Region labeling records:
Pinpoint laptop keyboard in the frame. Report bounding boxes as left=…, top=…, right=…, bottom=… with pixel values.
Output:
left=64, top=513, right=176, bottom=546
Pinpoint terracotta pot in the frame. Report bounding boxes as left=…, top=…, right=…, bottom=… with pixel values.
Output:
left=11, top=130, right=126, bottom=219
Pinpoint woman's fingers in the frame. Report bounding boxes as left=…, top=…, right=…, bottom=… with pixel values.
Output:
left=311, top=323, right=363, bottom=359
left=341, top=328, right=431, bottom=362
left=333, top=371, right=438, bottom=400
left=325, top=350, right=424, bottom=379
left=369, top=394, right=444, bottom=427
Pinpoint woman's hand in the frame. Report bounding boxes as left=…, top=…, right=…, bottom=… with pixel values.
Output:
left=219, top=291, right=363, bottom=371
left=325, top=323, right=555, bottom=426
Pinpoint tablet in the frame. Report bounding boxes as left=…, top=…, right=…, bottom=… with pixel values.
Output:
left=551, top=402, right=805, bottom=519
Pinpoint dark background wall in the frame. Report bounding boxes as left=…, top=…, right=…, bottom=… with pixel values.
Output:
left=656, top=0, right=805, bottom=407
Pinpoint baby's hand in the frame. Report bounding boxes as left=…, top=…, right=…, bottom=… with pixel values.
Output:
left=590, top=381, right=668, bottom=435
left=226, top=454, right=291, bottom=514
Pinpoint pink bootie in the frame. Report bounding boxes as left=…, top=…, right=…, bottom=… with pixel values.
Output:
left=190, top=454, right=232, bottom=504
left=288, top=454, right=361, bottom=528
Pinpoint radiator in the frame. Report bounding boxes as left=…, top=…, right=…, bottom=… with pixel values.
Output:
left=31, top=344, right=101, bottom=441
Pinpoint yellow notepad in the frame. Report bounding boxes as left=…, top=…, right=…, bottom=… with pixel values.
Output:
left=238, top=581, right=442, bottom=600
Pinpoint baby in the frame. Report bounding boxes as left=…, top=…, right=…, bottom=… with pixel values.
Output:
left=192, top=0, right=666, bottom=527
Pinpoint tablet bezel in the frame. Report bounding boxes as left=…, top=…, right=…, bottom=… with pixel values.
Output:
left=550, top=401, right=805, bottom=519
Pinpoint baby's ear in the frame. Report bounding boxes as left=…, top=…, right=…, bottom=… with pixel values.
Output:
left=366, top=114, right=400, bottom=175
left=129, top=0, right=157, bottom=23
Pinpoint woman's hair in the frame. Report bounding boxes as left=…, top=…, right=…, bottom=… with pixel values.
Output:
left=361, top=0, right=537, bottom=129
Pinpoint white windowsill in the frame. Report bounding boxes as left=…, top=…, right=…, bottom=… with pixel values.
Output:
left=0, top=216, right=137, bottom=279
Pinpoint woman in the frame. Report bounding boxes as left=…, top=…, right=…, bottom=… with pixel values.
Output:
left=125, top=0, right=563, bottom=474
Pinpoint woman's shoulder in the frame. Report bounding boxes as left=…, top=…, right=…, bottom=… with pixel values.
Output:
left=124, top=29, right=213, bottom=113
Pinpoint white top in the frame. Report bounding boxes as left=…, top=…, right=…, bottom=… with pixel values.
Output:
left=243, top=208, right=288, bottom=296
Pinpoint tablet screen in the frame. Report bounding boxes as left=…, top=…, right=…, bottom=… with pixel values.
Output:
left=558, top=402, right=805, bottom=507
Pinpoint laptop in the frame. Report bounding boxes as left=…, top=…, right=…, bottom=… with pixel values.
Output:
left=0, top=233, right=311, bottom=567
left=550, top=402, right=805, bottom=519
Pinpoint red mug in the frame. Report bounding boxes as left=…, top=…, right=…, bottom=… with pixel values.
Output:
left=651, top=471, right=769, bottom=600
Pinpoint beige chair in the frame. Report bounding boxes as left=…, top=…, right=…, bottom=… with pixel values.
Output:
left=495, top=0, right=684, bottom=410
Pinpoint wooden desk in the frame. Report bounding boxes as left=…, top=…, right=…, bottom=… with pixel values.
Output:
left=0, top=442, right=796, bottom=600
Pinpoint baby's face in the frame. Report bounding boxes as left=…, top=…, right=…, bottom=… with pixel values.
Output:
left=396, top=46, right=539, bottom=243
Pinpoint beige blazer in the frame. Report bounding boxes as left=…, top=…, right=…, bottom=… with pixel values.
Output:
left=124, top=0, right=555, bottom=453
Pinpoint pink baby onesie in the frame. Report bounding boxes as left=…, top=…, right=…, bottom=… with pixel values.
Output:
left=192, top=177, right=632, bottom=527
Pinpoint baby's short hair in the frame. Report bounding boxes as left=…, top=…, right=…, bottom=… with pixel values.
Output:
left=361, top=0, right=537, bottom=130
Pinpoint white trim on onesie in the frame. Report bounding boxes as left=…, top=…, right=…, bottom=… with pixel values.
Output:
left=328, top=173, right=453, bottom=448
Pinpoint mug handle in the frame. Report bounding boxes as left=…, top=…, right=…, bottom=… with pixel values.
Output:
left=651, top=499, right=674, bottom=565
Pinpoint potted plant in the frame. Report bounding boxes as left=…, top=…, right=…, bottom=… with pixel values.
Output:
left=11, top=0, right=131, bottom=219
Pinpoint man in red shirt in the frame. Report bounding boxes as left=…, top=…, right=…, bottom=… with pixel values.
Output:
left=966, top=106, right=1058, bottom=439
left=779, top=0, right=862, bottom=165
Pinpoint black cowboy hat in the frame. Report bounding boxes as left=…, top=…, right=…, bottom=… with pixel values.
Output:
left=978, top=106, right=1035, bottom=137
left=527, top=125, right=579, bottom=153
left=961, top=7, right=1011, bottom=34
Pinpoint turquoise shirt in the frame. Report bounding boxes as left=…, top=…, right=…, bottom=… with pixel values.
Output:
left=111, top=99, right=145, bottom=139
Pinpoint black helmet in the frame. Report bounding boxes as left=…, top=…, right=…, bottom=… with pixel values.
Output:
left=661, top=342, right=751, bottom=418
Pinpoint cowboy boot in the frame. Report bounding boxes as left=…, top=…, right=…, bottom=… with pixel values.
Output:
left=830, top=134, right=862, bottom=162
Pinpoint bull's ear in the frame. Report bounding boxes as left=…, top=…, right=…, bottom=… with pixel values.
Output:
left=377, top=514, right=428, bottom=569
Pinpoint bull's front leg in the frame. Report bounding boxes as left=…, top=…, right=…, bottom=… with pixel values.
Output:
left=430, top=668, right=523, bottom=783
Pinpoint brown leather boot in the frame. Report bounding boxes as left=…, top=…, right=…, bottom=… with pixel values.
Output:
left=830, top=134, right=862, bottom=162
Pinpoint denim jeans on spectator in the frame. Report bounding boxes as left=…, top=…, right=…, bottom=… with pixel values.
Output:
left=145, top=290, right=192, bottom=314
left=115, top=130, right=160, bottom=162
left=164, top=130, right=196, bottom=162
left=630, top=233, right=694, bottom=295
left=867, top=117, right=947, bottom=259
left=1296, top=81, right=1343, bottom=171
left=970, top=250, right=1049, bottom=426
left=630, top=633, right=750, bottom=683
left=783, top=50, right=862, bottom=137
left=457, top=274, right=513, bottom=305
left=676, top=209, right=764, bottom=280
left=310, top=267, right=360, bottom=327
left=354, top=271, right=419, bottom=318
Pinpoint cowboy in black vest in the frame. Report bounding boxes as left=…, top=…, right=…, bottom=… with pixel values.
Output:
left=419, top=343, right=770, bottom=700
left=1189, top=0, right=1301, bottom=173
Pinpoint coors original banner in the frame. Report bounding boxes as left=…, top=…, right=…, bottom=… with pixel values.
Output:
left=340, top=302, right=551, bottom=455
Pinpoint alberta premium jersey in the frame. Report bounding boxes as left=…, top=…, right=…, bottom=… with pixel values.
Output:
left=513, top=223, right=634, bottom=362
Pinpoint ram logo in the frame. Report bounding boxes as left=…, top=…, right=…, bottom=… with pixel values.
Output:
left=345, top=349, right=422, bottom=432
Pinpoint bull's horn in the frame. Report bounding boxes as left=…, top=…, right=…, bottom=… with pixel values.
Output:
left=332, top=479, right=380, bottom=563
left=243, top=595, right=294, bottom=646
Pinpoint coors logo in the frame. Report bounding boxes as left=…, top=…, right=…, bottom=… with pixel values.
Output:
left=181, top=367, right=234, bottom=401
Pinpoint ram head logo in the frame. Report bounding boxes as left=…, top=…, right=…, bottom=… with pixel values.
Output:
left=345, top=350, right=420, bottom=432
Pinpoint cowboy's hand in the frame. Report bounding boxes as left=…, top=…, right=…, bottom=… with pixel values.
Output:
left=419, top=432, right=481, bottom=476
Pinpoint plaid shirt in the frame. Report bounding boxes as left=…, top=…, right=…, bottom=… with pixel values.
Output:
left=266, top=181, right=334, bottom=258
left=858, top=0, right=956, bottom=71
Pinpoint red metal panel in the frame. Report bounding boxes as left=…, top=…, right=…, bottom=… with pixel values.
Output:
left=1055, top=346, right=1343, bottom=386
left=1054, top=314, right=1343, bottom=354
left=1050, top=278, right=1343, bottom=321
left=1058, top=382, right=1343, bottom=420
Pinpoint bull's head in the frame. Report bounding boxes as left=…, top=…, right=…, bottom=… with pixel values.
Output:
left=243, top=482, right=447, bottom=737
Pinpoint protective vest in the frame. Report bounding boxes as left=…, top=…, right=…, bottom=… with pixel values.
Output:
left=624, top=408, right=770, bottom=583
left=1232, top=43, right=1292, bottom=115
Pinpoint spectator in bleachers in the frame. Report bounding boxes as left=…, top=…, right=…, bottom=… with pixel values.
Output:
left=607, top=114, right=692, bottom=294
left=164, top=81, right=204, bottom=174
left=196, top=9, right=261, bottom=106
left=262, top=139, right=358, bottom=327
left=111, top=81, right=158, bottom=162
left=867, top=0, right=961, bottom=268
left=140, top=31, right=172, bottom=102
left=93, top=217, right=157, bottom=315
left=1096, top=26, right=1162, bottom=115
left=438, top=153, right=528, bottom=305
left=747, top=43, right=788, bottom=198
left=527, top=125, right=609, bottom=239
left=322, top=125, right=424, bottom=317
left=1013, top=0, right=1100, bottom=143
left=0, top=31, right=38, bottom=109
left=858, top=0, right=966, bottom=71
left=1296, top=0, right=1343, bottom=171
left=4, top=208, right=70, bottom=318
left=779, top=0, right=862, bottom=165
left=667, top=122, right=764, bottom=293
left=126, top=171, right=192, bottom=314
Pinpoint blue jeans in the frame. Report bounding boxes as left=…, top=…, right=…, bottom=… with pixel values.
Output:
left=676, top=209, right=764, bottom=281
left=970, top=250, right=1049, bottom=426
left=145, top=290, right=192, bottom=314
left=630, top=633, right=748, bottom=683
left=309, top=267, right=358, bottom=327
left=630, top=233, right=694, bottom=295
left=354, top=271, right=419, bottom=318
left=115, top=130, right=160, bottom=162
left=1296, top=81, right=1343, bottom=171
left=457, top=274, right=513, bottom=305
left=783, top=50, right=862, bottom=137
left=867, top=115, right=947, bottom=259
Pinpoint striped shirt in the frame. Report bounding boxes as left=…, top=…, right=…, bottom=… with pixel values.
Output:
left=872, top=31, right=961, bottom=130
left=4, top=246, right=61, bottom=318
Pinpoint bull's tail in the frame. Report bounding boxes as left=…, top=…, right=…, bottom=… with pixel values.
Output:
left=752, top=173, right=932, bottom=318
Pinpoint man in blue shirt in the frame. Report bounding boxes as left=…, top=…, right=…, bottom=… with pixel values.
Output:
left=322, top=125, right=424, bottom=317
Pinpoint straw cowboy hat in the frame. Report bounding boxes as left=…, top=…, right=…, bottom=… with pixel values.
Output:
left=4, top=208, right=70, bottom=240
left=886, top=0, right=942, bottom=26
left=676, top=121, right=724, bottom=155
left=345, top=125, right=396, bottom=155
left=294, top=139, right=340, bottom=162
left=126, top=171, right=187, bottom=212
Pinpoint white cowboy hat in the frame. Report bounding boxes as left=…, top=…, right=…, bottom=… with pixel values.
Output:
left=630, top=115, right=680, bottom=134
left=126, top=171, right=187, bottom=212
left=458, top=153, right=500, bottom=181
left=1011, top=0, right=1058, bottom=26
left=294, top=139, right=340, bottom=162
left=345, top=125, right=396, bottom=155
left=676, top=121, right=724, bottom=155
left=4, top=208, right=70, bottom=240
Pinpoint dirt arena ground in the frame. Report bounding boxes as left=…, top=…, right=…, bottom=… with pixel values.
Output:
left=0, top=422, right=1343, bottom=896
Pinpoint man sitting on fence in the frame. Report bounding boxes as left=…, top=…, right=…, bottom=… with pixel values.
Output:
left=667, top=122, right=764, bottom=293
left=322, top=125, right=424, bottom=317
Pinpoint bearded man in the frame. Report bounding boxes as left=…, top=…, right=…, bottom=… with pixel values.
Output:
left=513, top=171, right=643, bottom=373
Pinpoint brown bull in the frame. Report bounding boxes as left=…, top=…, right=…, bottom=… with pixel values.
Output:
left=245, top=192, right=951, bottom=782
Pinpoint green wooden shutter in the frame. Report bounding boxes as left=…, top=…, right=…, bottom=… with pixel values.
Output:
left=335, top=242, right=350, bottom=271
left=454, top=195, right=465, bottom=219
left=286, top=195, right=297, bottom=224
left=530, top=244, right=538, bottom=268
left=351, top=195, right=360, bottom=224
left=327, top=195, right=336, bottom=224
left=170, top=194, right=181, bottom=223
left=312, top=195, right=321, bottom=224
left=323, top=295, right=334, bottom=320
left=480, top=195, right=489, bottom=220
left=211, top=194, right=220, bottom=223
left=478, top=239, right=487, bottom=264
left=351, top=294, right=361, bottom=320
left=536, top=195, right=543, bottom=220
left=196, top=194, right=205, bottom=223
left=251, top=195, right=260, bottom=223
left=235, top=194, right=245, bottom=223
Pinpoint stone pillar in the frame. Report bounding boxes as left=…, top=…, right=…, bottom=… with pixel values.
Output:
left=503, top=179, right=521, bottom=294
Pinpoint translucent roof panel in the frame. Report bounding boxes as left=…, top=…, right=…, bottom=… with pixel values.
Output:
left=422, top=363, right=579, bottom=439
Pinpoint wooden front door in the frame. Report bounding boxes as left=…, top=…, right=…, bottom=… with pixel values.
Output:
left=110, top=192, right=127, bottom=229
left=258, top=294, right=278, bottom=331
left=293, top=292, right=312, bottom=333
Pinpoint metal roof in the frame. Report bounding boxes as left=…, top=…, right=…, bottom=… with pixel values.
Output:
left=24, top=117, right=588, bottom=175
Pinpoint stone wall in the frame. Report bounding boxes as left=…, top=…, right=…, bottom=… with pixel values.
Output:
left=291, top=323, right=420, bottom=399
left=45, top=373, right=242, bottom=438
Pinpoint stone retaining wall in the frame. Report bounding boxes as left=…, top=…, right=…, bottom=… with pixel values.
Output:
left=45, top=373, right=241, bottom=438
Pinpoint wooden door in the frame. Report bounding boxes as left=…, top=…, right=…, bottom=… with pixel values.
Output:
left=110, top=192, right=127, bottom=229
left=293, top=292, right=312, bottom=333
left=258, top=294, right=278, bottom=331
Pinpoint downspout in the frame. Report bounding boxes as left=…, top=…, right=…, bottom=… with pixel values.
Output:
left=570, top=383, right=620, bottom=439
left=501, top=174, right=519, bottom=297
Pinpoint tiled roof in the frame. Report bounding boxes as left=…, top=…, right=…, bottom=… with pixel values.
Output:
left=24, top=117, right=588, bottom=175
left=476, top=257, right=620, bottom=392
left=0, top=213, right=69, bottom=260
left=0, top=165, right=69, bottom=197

TASK TO CARRY OUT: Present the items between the lines holding "Pinpoint tablet in" and "left=31, top=344, right=101, bottom=441", inclusive, as a two-column CSV with the columns text and answer and one row per item. Put each value in a single quoted field, with its line breaks turned into spaces.

RESPONSE:
text,answer
"Pinpoint tablet in the frame. Report bounding boxes as left=…, top=…, right=…, bottom=… with pixel values. Output:","left=551, top=402, right=805, bottom=519"
"Pinpoint dark background wall in the frame. Report bounding boxes as left=…, top=…, right=…, bottom=… with pixel values. Output:","left=656, top=0, right=805, bottom=407"
"Pinpoint baby's hand in the frame. Report bounding boxes as left=…, top=…, right=…, bottom=… with pixel values. Output:","left=590, top=381, right=668, bottom=435 left=226, top=454, right=291, bottom=514"
"Pinpoint pink bootie in the frame. Report bounding boxes as left=…, top=…, right=…, bottom=… with pixel values. Output:","left=190, top=454, right=232, bottom=504 left=288, top=454, right=361, bottom=528"
"Pinpoint radiator in the frame. Report bounding boxes as left=…, top=…, right=…, bottom=… with pixel values. Output:","left=31, top=344, right=101, bottom=441"